_Task brief_
Pick out every line in the material below that contains the word "tree", and copy each of those lines. Case counts, so match the capitalization exactly.

_Entries supplied_
============================================================
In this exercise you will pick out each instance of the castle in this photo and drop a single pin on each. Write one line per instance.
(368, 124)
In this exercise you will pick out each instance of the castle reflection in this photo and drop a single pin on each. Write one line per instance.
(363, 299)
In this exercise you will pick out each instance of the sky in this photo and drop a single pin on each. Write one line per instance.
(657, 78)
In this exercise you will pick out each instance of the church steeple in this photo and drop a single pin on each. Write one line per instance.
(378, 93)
============================================================
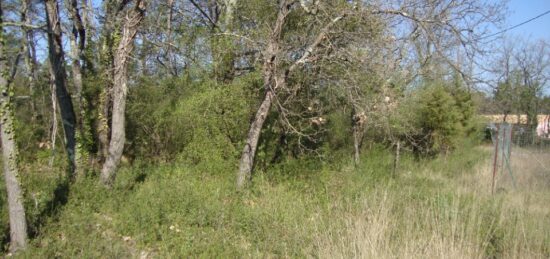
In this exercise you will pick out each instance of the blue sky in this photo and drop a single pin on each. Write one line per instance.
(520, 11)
============================================================
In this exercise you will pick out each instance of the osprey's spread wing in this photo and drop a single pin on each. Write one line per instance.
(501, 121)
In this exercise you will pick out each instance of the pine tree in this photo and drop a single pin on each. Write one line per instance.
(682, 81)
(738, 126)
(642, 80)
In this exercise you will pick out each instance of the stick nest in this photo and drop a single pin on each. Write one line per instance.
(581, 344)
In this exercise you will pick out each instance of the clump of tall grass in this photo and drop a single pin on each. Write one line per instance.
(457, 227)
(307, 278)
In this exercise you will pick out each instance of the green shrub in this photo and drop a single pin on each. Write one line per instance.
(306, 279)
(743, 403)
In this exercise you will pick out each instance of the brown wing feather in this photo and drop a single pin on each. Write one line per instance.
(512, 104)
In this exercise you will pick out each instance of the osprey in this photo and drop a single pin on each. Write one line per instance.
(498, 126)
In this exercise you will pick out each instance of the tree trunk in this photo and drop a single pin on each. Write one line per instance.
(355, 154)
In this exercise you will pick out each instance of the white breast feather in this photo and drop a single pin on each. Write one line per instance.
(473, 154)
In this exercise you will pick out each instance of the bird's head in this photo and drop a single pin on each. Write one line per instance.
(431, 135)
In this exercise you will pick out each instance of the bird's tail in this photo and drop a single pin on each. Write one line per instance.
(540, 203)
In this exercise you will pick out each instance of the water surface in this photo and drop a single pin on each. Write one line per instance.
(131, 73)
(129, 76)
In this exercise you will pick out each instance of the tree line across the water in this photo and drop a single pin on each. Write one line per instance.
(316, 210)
============================================================
_Answer for this exercise_
In this exercise you will pick out each instance of the pine tree in this photo and drop a single pin on each. Write one line per instance.
In this exercise you will pick out each instance of the tree trunk in this photo and drop a single pin on each. Write one line per instance.
In this exercise you will pick out each instance of the tree line across the water in this photo and drop a single pin on each. Write one line per instance.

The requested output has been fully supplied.